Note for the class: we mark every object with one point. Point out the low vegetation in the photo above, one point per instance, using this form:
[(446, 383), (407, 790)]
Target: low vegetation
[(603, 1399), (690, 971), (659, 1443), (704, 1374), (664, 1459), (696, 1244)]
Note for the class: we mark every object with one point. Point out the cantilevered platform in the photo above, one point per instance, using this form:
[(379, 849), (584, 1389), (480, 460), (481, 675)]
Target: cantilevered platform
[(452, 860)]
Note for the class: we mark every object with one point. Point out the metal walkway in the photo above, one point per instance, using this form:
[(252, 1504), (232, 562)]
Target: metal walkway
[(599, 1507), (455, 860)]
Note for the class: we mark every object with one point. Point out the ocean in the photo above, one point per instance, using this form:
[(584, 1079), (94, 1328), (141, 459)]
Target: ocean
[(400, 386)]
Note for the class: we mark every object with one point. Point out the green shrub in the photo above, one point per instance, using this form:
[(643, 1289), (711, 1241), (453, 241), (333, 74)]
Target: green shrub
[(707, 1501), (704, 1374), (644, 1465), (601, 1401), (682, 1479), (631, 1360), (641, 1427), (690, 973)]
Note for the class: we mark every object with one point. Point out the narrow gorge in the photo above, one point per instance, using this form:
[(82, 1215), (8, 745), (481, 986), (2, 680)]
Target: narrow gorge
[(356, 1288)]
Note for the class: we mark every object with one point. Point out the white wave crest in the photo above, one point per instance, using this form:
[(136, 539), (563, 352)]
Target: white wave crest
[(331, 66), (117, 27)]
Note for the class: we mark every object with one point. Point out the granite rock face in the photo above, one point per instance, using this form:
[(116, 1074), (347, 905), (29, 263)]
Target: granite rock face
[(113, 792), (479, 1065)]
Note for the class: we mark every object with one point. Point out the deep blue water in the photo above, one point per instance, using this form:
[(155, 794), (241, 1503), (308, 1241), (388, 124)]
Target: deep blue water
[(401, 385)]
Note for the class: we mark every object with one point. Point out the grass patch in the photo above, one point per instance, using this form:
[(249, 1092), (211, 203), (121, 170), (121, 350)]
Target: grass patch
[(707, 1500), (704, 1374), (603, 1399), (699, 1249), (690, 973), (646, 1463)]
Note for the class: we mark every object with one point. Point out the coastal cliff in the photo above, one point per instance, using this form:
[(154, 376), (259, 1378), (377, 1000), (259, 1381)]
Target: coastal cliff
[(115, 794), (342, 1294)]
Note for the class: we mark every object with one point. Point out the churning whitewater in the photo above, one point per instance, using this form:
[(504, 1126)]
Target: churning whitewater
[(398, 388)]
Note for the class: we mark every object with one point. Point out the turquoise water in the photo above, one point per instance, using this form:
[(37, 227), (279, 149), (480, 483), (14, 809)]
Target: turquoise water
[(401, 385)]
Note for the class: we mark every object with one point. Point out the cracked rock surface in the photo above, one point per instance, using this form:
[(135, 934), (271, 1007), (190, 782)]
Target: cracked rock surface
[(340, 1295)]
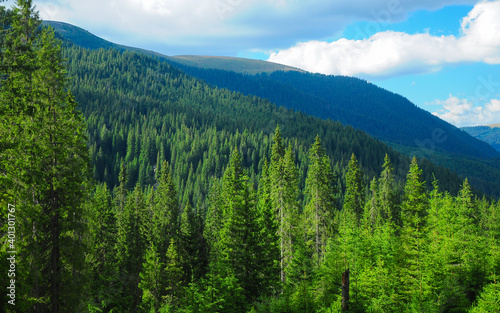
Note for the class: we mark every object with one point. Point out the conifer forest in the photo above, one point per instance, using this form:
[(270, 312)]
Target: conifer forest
[(127, 185)]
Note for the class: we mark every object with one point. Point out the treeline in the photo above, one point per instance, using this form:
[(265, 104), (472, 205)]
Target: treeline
[(265, 250), (380, 113), (141, 111), (188, 214)]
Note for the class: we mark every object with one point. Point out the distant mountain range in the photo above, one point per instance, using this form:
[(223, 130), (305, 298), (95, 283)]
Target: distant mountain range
[(384, 115), (488, 133)]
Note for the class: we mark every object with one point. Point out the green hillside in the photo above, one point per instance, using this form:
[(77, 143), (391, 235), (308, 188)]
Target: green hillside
[(127, 185), (489, 134), (382, 114)]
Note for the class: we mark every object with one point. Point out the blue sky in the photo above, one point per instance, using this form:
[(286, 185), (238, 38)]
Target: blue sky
[(443, 55)]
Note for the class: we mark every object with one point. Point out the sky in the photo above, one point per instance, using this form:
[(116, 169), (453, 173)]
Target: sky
[(443, 55)]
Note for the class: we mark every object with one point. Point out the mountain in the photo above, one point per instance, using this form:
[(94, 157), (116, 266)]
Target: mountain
[(489, 134), (382, 114), (87, 40)]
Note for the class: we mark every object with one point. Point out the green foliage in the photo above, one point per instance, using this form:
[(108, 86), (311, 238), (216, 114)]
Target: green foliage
[(217, 228)]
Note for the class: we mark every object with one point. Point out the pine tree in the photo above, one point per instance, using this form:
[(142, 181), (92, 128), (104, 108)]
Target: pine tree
[(283, 192), (131, 245), (386, 195), (320, 199), (44, 162), (268, 240), (101, 242), (355, 193), (238, 234), (412, 236)]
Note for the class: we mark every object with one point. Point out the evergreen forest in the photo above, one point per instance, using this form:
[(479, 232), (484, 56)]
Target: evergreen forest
[(127, 185)]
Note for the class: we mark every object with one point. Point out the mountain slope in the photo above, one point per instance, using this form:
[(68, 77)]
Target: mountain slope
[(489, 134), (83, 38), (357, 103)]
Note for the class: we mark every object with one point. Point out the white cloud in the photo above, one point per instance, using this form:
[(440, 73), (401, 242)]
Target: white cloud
[(392, 53), (463, 112)]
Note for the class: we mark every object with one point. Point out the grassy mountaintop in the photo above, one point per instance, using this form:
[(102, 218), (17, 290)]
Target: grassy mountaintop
[(239, 65)]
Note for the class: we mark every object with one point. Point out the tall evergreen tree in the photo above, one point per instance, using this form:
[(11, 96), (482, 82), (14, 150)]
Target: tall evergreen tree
[(44, 162), (320, 199), (412, 235), (268, 236), (355, 193), (284, 191)]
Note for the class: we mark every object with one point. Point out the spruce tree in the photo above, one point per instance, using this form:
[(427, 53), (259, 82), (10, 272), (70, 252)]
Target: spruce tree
[(355, 193), (44, 163), (412, 236)]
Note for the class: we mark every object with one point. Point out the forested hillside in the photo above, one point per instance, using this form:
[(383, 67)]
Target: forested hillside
[(141, 111), (205, 200), (382, 114), (489, 134), (352, 101)]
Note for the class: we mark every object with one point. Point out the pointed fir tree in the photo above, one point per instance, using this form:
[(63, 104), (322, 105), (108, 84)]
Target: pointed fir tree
[(412, 235), (320, 200), (44, 163), (355, 193)]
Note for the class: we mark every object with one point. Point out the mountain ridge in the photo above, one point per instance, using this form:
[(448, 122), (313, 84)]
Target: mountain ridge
[(304, 94)]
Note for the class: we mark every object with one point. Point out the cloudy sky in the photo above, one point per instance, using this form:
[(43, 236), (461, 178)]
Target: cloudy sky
[(443, 55)]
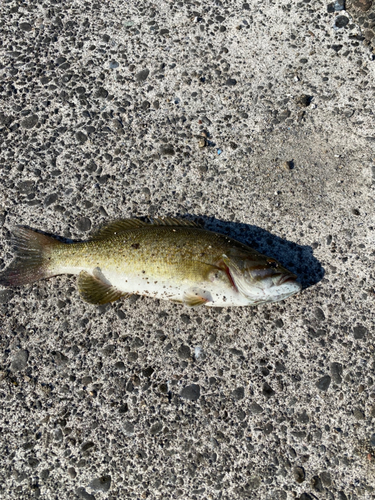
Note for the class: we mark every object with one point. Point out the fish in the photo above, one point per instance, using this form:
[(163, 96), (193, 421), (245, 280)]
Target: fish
[(170, 259)]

────────────────

§ PROBLEM: Take the material above and set it down exactly, minus the images.

§ TASK ANSWER:
Note for the class: we mark every object with one point. Point out the low vegetation in the photo above, one point per instance, using this form:
[(446, 383), (407, 790)]
Target: low vegetation
[(603, 1399), (690, 971), (659, 1443), (704, 1374), (664, 1459), (696, 1244)]
Note for the class: we mark every object with one point. Point out the cantilevered platform in the photo above, one point per instance, using this form:
[(379, 849), (584, 1389), (480, 460), (481, 675)]
Target: cantilevered platform
[(452, 860)]
Note for the class: we mark every object with one point. Point out the metal walkway in the photo above, one point per instance, using this form:
[(252, 1504), (232, 562)]
Target: metal walkway
[(599, 1507), (455, 860)]
Note for the class: we mark every object with one point. Point out the ocean in the photo above, one point per instance, using this form:
[(584, 1079), (94, 1328), (141, 459)]
Target: ocean
[(400, 386)]
Note for the class: we mark every object with one point. Point out the green shrub in the photo above, one point per instance, using this form:
[(643, 1289), (711, 1241), (453, 241), (333, 74)]
Target: green shrub
[(707, 1501), (704, 1374), (644, 1465), (601, 1401), (682, 1479), (631, 1360), (641, 1427), (690, 973)]
Note for the class: we mark every object with one point. Point out the narrow gorge in the photo above, one point per instance, using this form:
[(82, 1215), (8, 745), (481, 986), (2, 680)]
Target: narrow gorge
[(356, 1288)]
Note for the class: we mark every object with one point. Point out the white wave crest in the photo above, one point per instance, using this form:
[(136, 539), (563, 352)]
Target: white wave crest
[(331, 66), (117, 27)]
Note for the class: we mark every object with one point. Point out the granite rock face in the photo above, one point per instance, using this form:
[(116, 1074), (347, 905), (29, 263)]
Target: granite rock face
[(113, 792), (479, 1065)]
Note for the class: we mark every object with one point. Point out the deep blue water in the photo above, one point per instance, using this form:
[(155, 794), (241, 1503), (308, 1241), (388, 124)]
Target: deep blue water
[(401, 385)]
Note for the class: we mark every object with one point. Point out the grass patch in the photo above, one point per instance, using this form:
[(249, 1092), (211, 203), (121, 170), (121, 350)]
Target: grass patch
[(707, 1500), (704, 1374), (603, 1399), (699, 1249), (690, 973), (646, 1463)]
Note for the class: we mark every object with one point. Point out the coastal cliff in the photo above, one point per instance, using this form:
[(154, 376), (259, 1378), (377, 1000), (259, 1381)]
Target: coastal cliff
[(115, 794), (342, 1294)]
Note for the class: we mark every object with one point. Point out the churning whitewater in the photo above, one point per instance, using this form:
[(504, 1126)]
Target: churning whitewater
[(398, 388)]
Note for the class: we mark every object with one point. Point out the turquoise water in the photo above, one point per instance, using this form:
[(37, 227), (279, 149), (480, 483), (14, 809)]
Target: turquoise water
[(401, 385)]
Note for the class: we mark every object with one point. Point out the cracked rock surface in the photo above, one point per instance, using this form:
[(135, 934), (271, 1007), (190, 782)]
Target: cracked rock surface
[(340, 1295)]
Note for the class: we mark every object with one point. Point out the conifer forest in the photo above, one point per instance, using this form:
[(270, 312)]
Target: conifer forest
[(127, 185)]
Note for the class: we mark every object with one point. Point out the treeline in the photo above, one point per instance, using this form:
[(265, 104), (472, 205)]
Target: treeline
[(265, 250), (380, 113), (141, 111), (188, 214)]
Note for the class: we mark every object with one point. Point out the distant mountain range in the photo above, one point per instance, using this form:
[(223, 130), (305, 298), (95, 283)]
Target: distant mountain range
[(384, 115), (488, 133)]
Note for the class: we mark every object with one point. Point out the green hillside in the photo above, one point per instance, using this form:
[(77, 143), (391, 235), (308, 188)]
Target: green hillside
[(127, 185), (489, 134), (382, 114)]
Note for the class: we mark every object with one point. Point out the blue sky in the photo above, one point per instance, using this form:
[(286, 185), (238, 38)]
Target: blue sky
[(443, 55)]
Note for the class: we mark every object with one point. Point out the sky in the photo above, one point per instance, using this form:
[(116, 169), (453, 173)]
Target: sky
[(443, 55)]
Note for the class: we mark every object with one point. Point out the mountain in the photo above, one point per instance, using this form:
[(94, 157), (116, 266)]
Target: mountain
[(489, 134), (382, 114), (87, 40)]
Note for the class: we mark every object with one point. Point out the green foliage in the photo above, one point per instance, using this form:
[(108, 86), (311, 238), (216, 114)]
Target: green foliage
[(217, 228)]
Note for the class: we mark every object with one point. Point out the pine tree in the photo above, one point per instance, using this form:
[(142, 181), (92, 128), (104, 108)]
Target: pine tree
[(283, 192), (131, 245), (386, 195), (320, 199), (44, 162), (268, 240), (101, 242), (355, 193), (238, 234), (412, 236)]
Note for the class: we mark every object with one point. Point out the evergreen forest in the photo above, one point per instance, using this form:
[(479, 232), (484, 56)]
Target: evergreen forest
[(127, 185)]
Note for the class: we mark every object with one point. Point out the mountain slope in the photo above, one point per instance, using this form:
[(68, 77)]
Target: mountain slope
[(489, 134), (83, 38), (357, 103)]
Note for the class: we mark every object with one point. Point out the white cloud in the photo above, one point per instance, using this form:
[(440, 73), (401, 242)]
Target: white cloud
[(392, 53), (463, 112)]
Note for the class: we mark every object with one point. Point out the grassy mountaintop in the photo above, one point per instance, using this form:
[(102, 218), (17, 290)]
Target: grassy mountaintop
[(239, 65)]
Note for the class: we mark every object with one point. Point out the tall evergreen tree in the photo above, one point per instance, using this form:
[(11, 96), (482, 82), (14, 150)]
Target: tall evergreen tree
[(44, 162), (320, 199), (412, 235), (268, 236), (355, 193), (284, 191)]
Note for the class: we mark every object with one point. Point out the spruce tree in the photo above, one point per instance, using this form:
[(427, 53), (259, 82), (10, 272), (70, 252)]
Target: spruce tree
[(355, 193), (44, 163), (412, 236)]
Note for the class: we mark every object with one point. Point out the forested hillside in the photo above, one point per instance, using this form:
[(383, 67)]
Target: forested hillside
[(141, 111), (205, 200), (382, 114), (489, 134), (352, 101)]
Note for the class: we mark every object with one point. Point out the pointed fir tree in the photo above, one point per instance, using this form:
[(63, 104), (322, 105), (108, 84)]
Target: pointed fir tree
[(412, 235), (320, 200), (44, 163), (355, 193)]
Note for the class: we mark every object with one point. Point out the mountain ridge in the photo above, one point per instance, using this form:
[(448, 122), (313, 84)]
Target: mountain ridge
[(304, 94)]
Note for the class: we mark every object with one point. Point out the cloudy sky in the photo above, one point per instance, using this form:
[(43, 236), (461, 178)]
Target: cloudy sky
[(443, 55)]
Note for the class: we mark every object with one point. Point out the fish in the photo above, one point per instance, using this form:
[(163, 96), (193, 421), (245, 280)]
Target: fish
[(170, 259)]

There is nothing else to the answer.